* **WHAT THE TASK ASKS**
Present the lines of the items from the line with "To accomplish the task, the agent needs to click the axillary" up to and including the line with "183 209 200 227" as a numbered list, omitting any blank lines.

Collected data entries
-------------------------

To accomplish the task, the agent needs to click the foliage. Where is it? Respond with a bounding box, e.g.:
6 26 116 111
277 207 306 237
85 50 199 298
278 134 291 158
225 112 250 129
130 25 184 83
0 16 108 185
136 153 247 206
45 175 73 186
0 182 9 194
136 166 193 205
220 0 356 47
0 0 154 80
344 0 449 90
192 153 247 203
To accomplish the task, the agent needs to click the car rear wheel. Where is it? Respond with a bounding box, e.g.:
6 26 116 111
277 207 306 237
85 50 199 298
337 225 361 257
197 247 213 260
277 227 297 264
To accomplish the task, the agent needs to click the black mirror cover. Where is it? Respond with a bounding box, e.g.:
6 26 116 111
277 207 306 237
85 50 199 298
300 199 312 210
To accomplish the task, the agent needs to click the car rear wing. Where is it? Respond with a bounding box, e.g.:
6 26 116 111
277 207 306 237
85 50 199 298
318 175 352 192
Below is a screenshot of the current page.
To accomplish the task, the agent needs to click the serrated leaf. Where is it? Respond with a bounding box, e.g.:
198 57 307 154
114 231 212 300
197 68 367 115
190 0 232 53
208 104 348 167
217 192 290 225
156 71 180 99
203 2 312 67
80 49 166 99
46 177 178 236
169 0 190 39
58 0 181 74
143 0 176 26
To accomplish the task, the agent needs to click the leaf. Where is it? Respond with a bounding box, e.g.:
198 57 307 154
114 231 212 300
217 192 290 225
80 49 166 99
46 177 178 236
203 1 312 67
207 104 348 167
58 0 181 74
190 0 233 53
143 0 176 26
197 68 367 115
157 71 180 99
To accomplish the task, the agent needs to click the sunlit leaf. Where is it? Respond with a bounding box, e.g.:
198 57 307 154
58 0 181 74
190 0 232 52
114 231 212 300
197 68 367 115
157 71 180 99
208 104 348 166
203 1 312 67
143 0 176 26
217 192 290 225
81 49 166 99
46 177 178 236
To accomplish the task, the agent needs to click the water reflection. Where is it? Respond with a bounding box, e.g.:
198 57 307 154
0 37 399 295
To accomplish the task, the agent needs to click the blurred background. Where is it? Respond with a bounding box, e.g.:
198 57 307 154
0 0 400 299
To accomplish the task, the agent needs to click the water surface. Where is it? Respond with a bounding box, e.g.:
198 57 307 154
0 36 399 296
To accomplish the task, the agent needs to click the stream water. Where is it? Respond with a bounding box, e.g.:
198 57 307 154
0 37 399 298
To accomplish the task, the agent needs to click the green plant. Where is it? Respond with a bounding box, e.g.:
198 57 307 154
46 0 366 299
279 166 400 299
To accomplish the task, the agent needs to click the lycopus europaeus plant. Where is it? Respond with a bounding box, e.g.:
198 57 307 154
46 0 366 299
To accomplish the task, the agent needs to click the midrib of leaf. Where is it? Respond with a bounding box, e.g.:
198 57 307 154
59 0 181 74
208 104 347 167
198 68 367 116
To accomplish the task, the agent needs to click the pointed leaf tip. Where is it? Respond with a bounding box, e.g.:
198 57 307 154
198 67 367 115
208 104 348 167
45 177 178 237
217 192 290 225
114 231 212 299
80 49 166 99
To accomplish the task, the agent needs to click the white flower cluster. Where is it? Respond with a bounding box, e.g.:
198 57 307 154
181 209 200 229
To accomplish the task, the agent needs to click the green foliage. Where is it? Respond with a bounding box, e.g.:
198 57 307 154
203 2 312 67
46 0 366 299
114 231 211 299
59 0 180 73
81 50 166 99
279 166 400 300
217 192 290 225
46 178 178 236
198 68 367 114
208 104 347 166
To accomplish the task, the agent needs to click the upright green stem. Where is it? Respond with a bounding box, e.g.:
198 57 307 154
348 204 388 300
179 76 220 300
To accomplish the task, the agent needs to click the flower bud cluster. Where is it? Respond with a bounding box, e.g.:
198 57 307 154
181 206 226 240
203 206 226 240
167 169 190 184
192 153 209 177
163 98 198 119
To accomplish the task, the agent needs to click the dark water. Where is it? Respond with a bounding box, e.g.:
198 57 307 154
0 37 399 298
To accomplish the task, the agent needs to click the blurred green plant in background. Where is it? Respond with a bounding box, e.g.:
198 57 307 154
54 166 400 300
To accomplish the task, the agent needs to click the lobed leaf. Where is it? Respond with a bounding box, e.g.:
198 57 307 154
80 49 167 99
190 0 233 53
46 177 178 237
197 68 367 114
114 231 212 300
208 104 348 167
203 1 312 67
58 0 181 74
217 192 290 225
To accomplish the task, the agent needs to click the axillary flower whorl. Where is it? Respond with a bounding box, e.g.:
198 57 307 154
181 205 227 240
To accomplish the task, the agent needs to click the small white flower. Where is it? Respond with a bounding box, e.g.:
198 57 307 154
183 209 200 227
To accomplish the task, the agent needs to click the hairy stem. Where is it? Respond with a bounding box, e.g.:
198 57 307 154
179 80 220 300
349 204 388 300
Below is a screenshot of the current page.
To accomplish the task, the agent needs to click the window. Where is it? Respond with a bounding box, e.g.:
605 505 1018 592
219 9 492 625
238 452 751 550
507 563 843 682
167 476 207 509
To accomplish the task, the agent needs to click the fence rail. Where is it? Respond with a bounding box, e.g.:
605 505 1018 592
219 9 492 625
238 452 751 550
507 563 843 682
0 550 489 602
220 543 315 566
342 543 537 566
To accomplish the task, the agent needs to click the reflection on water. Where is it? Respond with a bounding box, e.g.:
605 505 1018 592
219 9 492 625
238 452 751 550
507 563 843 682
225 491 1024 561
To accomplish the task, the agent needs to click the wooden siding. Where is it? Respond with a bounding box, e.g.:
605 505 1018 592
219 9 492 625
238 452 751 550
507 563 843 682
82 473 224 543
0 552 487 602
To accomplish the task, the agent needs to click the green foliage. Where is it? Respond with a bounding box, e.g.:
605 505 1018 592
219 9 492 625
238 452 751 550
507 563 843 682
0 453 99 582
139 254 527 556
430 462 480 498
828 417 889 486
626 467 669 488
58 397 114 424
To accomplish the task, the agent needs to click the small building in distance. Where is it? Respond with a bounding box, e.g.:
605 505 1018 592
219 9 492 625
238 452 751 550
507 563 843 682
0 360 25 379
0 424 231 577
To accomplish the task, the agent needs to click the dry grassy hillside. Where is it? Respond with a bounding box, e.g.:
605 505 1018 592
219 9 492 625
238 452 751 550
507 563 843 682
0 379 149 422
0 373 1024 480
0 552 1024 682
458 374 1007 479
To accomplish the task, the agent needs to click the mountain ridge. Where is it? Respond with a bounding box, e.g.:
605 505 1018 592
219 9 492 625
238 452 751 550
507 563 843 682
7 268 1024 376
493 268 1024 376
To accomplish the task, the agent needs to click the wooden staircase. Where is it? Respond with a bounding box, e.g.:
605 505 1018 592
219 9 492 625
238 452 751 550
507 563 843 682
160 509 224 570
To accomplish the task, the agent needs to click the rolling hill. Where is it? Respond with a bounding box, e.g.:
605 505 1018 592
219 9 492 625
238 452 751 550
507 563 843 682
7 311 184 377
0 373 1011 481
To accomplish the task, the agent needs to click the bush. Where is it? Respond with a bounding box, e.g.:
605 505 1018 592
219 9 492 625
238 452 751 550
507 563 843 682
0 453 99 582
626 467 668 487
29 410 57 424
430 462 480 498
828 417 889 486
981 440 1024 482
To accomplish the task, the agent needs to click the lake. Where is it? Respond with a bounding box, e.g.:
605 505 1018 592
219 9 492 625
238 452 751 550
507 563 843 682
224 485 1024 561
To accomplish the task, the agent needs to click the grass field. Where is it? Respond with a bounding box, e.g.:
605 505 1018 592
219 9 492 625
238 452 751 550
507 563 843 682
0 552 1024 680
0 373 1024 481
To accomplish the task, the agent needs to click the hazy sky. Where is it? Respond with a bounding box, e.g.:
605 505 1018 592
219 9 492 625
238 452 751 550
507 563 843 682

-------------------------

* **PROBLEM SOLUTION**
1. To accomplish the task, the agent needs to click the axillary flower whorl. Where is it? Respond with a bounding box, e.g.:
2. 198 57 307 154
3. 181 205 227 240
4. To accomplish the task, the agent needs to click the small white flower. Where is it? Respond with a bounding box, e.g.:
5. 198 57 307 154
6. 183 209 200 227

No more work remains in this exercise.